Convert every line of the material below into a Markdown table with two columns, Row and Text, putting a running row number in Row and the line itself in Text. Leave out any blank lines.

<<<<

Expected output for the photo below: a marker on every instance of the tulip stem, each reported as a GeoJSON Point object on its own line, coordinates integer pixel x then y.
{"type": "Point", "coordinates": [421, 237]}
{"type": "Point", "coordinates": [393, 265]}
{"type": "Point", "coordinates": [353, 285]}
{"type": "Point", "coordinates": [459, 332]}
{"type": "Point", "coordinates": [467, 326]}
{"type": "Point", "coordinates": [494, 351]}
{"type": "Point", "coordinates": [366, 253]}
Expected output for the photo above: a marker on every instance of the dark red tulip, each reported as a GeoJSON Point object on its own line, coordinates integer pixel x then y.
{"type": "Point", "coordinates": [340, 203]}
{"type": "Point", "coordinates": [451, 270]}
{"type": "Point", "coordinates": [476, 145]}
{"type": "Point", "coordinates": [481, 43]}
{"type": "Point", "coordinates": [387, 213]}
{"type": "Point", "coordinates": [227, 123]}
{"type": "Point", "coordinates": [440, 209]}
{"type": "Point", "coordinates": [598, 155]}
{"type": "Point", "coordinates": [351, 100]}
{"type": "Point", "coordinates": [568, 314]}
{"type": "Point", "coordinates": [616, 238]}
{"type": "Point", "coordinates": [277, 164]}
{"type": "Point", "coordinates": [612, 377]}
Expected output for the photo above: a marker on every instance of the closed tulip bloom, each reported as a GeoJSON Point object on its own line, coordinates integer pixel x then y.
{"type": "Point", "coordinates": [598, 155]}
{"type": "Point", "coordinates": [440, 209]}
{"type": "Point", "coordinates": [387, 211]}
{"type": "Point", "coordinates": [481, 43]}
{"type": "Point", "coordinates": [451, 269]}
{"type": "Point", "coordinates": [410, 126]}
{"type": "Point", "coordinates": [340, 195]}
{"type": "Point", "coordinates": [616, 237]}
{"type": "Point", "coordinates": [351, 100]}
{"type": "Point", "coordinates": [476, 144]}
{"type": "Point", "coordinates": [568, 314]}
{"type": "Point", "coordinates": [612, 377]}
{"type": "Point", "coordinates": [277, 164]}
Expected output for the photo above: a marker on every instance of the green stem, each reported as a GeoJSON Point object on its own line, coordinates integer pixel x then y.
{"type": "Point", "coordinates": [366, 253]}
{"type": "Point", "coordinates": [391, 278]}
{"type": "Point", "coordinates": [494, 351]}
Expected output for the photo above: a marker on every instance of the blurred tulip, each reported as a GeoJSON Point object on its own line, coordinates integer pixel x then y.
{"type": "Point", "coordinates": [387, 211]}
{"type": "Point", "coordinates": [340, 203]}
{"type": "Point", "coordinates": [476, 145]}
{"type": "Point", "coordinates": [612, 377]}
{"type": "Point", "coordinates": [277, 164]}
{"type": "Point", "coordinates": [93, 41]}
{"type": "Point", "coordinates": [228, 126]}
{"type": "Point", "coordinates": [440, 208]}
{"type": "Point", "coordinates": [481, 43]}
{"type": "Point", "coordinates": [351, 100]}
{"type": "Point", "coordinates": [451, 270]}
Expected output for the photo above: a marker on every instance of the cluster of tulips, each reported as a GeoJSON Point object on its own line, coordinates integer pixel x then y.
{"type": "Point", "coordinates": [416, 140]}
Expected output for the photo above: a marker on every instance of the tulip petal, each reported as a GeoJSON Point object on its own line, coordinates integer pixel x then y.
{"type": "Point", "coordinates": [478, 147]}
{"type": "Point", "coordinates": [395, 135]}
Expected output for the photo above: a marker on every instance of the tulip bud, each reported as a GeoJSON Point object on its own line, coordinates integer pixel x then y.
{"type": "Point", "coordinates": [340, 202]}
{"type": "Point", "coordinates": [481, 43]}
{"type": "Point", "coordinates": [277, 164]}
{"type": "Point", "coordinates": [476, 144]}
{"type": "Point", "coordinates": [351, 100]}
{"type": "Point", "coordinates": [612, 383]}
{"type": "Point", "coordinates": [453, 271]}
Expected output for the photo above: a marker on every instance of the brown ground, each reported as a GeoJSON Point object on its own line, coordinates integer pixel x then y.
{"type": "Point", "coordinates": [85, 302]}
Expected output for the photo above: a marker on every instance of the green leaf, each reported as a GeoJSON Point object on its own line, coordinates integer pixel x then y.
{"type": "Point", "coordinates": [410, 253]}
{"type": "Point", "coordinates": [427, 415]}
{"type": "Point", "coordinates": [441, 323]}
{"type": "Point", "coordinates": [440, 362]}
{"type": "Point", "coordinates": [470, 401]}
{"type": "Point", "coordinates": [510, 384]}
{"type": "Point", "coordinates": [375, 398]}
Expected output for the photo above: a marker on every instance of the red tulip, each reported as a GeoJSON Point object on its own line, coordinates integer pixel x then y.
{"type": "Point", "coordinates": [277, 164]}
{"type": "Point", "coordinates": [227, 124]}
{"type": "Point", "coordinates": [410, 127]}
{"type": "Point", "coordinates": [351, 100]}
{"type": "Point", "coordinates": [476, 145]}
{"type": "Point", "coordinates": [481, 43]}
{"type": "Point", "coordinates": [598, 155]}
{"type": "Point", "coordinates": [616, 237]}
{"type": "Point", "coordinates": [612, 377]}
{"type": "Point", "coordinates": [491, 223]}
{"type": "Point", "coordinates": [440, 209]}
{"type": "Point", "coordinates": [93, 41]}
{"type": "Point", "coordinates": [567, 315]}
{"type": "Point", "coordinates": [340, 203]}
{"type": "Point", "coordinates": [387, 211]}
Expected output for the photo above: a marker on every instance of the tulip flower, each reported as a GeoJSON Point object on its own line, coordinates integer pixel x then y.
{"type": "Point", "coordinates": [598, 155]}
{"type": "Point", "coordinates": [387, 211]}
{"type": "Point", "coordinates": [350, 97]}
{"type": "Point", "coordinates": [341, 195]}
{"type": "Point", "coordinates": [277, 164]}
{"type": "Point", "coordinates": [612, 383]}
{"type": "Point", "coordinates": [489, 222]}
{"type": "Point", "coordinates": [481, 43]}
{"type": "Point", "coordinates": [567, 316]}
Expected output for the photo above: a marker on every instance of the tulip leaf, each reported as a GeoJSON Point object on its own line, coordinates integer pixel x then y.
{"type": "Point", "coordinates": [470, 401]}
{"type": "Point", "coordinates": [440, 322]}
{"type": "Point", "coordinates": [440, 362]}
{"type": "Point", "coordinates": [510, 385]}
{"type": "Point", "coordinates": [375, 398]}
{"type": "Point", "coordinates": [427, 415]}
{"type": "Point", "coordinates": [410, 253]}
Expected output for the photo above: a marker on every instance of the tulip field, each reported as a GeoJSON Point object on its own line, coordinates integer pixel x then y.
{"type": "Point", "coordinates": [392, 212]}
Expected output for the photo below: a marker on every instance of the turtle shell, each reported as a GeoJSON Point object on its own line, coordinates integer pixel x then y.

>>>>

◆ Problem solution:
| Row | Text |
|---|---|
| 1 | Expected output for the photo below: a marker on every instance of the tulip stem, each reported as a GeoJSON Point object on its own line, coordinates integer pixel x then y. |
| 2 | {"type": "Point", "coordinates": [421, 237]} |
| 3 | {"type": "Point", "coordinates": [393, 265]} |
| 4 | {"type": "Point", "coordinates": [353, 285]} |
| 5 | {"type": "Point", "coordinates": [459, 332]} |
| 6 | {"type": "Point", "coordinates": [467, 326]} |
| 7 | {"type": "Point", "coordinates": [494, 351]} |
| 8 | {"type": "Point", "coordinates": [366, 253]} |
| 9 | Expected output for the photo above: a marker on every instance of the dark red tulip, each reported as a GeoJSON Point object on its own line, coordinates integer pixel x then y. |
| 10 | {"type": "Point", "coordinates": [340, 203]} |
| 11 | {"type": "Point", "coordinates": [451, 270]} |
| 12 | {"type": "Point", "coordinates": [476, 145]} |
| 13 | {"type": "Point", "coordinates": [481, 43]} |
| 14 | {"type": "Point", "coordinates": [387, 213]} |
| 15 | {"type": "Point", "coordinates": [227, 123]} |
| 16 | {"type": "Point", "coordinates": [440, 209]} |
| 17 | {"type": "Point", "coordinates": [598, 155]} |
| 18 | {"type": "Point", "coordinates": [351, 100]} |
| 19 | {"type": "Point", "coordinates": [568, 314]} |
| 20 | {"type": "Point", "coordinates": [616, 238]} |
| 21 | {"type": "Point", "coordinates": [277, 164]} |
| 22 | {"type": "Point", "coordinates": [612, 377]} |
| 23 | Expected output for the photo above: a marker on every instance of the closed tulip bloom, each reported as a GeoJSON Point object on its own line, coordinates integer pixel x then y. |
| 24 | {"type": "Point", "coordinates": [598, 155]} |
| 25 | {"type": "Point", "coordinates": [440, 209]} |
| 26 | {"type": "Point", "coordinates": [387, 211]} |
| 27 | {"type": "Point", "coordinates": [481, 43]} |
| 28 | {"type": "Point", "coordinates": [451, 269]} |
| 29 | {"type": "Point", "coordinates": [410, 126]} |
| 30 | {"type": "Point", "coordinates": [340, 195]} |
| 31 | {"type": "Point", "coordinates": [616, 237]} |
| 32 | {"type": "Point", "coordinates": [351, 100]} |
| 33 | {"type": "Point", "coordinates": [476, 144]} |
| 34 | {"type": "Point", "coordinates": [568, 314]} |
| 35 | {"type": "Point", "coordinates": [612, 377]} |
| 36 | {"type": "Point", "coordinates": [277, 164]} |
| 37 | Expected output for the photo above: a marker on every instance of the green stem, each reported as a GeoJSON Point object on its own line, coordinates integer pixel x then y. |
| 38 | {"type": "Point", "coordinates": [366, 253]} |
| 39 | {"type": "Point", "coordinates": [391, 278]} |
| 40 | {"type": "Point", "coordinates": [494, 351]} |
| 41 | Expected output for the photo above: a marker on every instance of the blurred tulip, each reported as a GeoJSON Point object on its own line, coordinates integer pixel x then y. |
| 42 | {"type": "Point", "coordinates": [387, 211]} |
| 43 | {"type": "Point", "coordinates": [340, 203]} |
| 44 | {"type": "Point", "coordinates": [476, 145]} |
| 45 | {"type": "Point", "coordinates": [612, 377]} |
| 46 | {"type": "Point", "coordinates": [277, 164]} |
| 47 | {"type": "Point", "coordinates": [93, 41]} |
| 48 | {"type": "Point", "coordinates": [228, 126]} |
| 49 | {"type": "Point", "coordinates": [440, 208]} |
| 50 | {"type": "Point", "coordinates": [481, 43]} |
| 51 | {"type": "Point", "coordinates": [351, 100]} |
| 52 | {"type": "Point", "coordinates": [451, 270]} |
| 53 | Expected output for the photo above: a marker on every instance of the cluster of tulips, each reported as a GeoJSON Point object on its own line, coordinates integer pixel x then y. |
| 54 | {"type": "Point", "coordinates": [416, 140]} |
| 55 | Expected output for the photo above: a marker on every instance of the tulip petal, each reported as a GeoJSON Point object on its own line, coordinates integer pixel x then y. |
| 56 | {"type": "Point", "coordinates": [478, 147]} |
| 57 | {"type": "Point", "coordinates": [395, 135]} |
| 58 | Expected output for the photo above: a marker on every instance of the tulip bud, each reported as a GeoJSON Point object on its own line, coordinates integer pixel x then y. |
| 59 | {"type": "Point", "coordinates": [340, 202]} |
| 60 | {"type": "Point", "coordinates": [481, 43]} |
| 61 | {"type": "Point", "coordinates": [277, 164]} |
| 62 | {"type": "Point", "coordinates": [476, 144]} |
| 63 | {"type": "Point", "coordinates": [351, 100]} |
| 64 | {"type": "Point", "coordinates": [612, 383]} |
| 65 | {"type": "Point", "coordinates": [453, 271]} |
| 66 | Expected output for the photo above: a marker on every instance of the brown ground, each reported as a GeoJSON Point object on its own line, coordinates integer pixel x then y. |
| 67 | {"type": "Point", "coordinates": [85, 302]} |
| 68 | Expected output for the photo above: a marker on every instance of the green leaf, each reported as a GeoJSON Point object on its own line, coordinates integer pixel x then y. |
| 69 | {"type": "Point", "coordinates": [410, 253]} |
| 70 | {"type": "Point", "coordinates": [427, 415]} |
| 71 | {"type": "Point", "coordinates": [441, 323]} |
| 72 | {"type": "Point", "coordinates": [440, 362]} |
| 73 | {"type": "Point", "coordinates": [470, 401]} |
| 74 | {"type": "Point", "coordinates": [510, 384]} |
| 75 | {"type": "Point", "coordinates": [375, 398]} |
| 76 | Expected output for the photo above: a marker on every instance of the red tulip, each reported as a GeoJSON Point object on its own line, coordinates integer pixel x then y. |
| 77 | {"type": "Point", "coordinates": [277, 164]} |
| 78 | {"type": "Point", "coordinates": [227, 124]} |
| 79 | {"type": "Point", "coordinates": [410, 127]} |
| 80 | {"type": "Point", "coordinates": [351, 100]} |
| 81 | {"type": "Point", "coordinates": [476, 145]} |
| 82 | {"type": "Point", "coordinates": [481, 43]} |
| 83 | {"type": "Point", "coordinates": [598, 155]} |
| 84 | {"type": "Point", "coordinates": [616, 237]} |
| 85 | {"type": "Point", "coordinates": [612, 377]} |
| 86 | {"type": "Point", "coordinates": [491, 223]} |
| 87 | {"type": "Point", "coordinates": [440, 209]} |
| 88 | {"type": "Point", "coordinates": [93, 41]} |
| 89 | {"type": "Point", "coordinates": [567, 315]} |
| 90 | {"type": "Point", "coordinates": [340, 203]} |
| 91 | {"type": "Point", "coordinates": [387, 211]} |
| 92 | Expected output for the photo above: a marker on every instance of the tulip flower, each reported as a GeoJSON Point object on its own line, coordinates integer pixel x then y. |
| 93 | {"type": "Point", "coordinates": [598, 155]} |
| 94 | {"type": "Point", "coordinates": [387, 211]} |
| 95 | {"type": "Point", "coordinates": [350, 97]} |
| 96 | {"type": "Point", "coordinates": [341, 195]} |
| 97 | {"type": "Point", "coordinates": [277, 164]} |
| 98 | {"type": "Point", "coordinates": [612, 383]} |
| 99 | {"type": "Point", "coordinates": [489, 222]} |
| 100 | {"type": "Point", "coordinates": [481, 43]} |
| 101 | {"type": "Point", "coordinates": [567, 316]} |
| 102 | Expected output for the photo above: a marker on every instance of the tulip leaf, each reported as a GeoJSON Point object on its own line, coordinates integer pixel x then y. |
| 103 | {"type": "Point", "coordinates": [470, 401]} |
| 104 | {"type": "Point", "coordinates": [440, 322]} |
| 105 | {"type": "Point", "coordinates": [440, 362]} |
| 106 | {"type": "Point", "coordinates": [510, 385]} |
| 107 | {"type": "Point", "coordinates": [375, 398]} |
| 108 | {"type": "Point", "coordinates": [427, 415]} |
| 109 | {"type": "Point", "coordinates": [410, 253]} |
| 110 | Expected output for the photo above: a marker on every instance of the tulip field, each reported as a GeoJSON Point object on its own line, coordinates integer pixel x then y. |
| 111 | {"type": "Point", "coordinates": [392, 212]} |
| 112 | Expected output for the photo below: a marker on every instance of the turtle shell, each reported as a GeoJSON Point object on its own line, coordinates integer pixel x then y. |